___ DATA SHOWN
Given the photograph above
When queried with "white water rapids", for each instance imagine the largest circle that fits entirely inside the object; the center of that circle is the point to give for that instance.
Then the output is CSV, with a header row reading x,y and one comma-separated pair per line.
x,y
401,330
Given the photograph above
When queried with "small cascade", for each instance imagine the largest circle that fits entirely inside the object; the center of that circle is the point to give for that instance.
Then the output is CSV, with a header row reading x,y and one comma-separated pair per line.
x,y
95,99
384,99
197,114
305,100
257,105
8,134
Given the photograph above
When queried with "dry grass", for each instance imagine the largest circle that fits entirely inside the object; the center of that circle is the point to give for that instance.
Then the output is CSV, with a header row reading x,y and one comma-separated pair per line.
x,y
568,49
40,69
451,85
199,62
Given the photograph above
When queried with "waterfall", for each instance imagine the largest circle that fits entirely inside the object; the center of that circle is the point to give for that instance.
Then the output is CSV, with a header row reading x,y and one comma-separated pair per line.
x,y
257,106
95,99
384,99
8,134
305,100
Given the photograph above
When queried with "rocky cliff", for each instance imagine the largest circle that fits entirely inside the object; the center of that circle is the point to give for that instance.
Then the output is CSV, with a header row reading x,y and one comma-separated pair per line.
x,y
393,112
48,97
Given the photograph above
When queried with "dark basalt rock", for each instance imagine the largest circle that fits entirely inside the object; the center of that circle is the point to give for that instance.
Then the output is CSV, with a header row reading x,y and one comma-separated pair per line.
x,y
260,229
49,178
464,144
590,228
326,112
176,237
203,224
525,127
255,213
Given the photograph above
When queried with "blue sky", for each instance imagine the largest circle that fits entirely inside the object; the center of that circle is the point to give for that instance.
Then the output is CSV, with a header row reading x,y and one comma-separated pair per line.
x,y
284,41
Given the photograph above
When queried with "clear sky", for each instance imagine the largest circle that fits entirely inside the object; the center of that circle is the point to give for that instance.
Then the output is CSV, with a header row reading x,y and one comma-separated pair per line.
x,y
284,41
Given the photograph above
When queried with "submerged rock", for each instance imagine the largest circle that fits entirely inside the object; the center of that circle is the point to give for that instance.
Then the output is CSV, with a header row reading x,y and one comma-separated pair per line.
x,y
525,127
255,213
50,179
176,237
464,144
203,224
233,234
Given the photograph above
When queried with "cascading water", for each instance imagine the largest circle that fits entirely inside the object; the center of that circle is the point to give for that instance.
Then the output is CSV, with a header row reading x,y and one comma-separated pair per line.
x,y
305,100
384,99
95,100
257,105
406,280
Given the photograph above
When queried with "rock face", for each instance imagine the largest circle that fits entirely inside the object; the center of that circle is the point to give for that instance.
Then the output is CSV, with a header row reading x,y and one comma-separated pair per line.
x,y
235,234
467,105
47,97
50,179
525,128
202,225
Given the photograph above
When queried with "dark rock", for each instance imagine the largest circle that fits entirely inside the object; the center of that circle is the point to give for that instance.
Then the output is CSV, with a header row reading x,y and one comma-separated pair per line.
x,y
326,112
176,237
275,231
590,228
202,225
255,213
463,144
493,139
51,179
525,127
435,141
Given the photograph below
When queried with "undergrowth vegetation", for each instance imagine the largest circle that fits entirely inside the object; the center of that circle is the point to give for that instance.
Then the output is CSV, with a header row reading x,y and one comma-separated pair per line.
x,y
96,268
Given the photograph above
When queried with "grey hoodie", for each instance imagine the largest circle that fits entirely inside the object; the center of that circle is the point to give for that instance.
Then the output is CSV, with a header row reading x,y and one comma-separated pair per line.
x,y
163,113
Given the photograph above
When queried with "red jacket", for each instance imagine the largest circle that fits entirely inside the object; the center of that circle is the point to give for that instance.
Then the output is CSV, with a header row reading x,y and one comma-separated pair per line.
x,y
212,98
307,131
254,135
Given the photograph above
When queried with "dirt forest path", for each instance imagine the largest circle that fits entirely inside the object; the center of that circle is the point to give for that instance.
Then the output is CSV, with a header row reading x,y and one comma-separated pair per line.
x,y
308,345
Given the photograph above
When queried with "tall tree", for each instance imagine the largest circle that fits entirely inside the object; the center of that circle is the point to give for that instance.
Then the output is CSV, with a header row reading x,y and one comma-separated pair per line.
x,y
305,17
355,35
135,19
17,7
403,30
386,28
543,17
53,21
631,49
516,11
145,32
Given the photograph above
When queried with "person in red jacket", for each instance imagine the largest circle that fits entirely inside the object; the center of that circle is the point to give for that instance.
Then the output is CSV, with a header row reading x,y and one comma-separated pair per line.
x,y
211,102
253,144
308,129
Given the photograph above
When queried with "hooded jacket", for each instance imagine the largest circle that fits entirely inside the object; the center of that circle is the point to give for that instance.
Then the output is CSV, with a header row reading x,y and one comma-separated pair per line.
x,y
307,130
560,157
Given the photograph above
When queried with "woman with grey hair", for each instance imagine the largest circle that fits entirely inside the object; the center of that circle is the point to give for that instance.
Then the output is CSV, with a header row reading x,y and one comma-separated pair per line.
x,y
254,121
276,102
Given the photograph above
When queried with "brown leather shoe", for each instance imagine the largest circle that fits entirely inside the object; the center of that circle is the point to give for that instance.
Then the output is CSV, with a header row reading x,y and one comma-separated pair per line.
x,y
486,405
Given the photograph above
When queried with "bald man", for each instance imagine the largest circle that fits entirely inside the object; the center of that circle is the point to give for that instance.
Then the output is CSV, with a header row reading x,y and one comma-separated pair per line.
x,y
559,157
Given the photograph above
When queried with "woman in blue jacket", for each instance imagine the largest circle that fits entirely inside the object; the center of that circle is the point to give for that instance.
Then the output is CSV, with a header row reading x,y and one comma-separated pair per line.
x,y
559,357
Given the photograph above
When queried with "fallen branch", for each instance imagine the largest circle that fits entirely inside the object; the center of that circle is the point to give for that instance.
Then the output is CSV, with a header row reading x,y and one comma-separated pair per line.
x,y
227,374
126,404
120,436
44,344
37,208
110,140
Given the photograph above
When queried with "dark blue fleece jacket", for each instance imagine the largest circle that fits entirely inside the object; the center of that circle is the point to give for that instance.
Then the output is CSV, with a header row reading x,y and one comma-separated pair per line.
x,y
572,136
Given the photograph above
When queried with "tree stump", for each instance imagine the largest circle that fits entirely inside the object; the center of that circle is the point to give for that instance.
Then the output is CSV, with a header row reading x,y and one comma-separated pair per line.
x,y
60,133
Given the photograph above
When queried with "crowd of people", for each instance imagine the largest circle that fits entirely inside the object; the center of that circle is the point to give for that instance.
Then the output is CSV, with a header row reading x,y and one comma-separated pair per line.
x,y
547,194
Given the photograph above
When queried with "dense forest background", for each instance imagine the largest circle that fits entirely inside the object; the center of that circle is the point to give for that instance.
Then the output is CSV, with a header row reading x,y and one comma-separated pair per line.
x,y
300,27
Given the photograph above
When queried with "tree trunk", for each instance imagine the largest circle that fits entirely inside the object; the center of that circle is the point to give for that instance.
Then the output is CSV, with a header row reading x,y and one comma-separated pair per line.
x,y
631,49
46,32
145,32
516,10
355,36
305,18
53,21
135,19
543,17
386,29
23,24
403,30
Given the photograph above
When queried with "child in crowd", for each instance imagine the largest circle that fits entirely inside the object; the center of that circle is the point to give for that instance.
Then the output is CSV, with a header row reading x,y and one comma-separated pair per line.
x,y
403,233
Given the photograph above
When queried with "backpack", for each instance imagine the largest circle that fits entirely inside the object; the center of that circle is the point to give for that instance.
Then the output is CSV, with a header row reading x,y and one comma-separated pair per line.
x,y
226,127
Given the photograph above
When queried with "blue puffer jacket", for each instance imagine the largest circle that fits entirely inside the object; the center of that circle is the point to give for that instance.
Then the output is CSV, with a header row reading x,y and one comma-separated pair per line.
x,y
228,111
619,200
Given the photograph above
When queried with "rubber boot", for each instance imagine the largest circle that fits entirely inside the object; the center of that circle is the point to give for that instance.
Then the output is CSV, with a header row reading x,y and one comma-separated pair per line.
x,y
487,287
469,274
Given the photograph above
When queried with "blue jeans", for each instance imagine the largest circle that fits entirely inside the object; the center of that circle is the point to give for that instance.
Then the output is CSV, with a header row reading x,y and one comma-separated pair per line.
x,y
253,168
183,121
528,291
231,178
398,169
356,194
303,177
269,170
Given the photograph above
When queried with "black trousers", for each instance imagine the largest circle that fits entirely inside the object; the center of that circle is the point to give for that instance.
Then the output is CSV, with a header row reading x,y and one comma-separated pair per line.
______
TASK - Which lines in the data above contain the string "branch"? Locate each one and copy it in full, treating uppercase and lowercase as different.

THE OUTPUT -
When queried with "fallen branch", for each instance imagine the largest circle that fits entirely inside the object; the center of that circle is the point to give for that instance.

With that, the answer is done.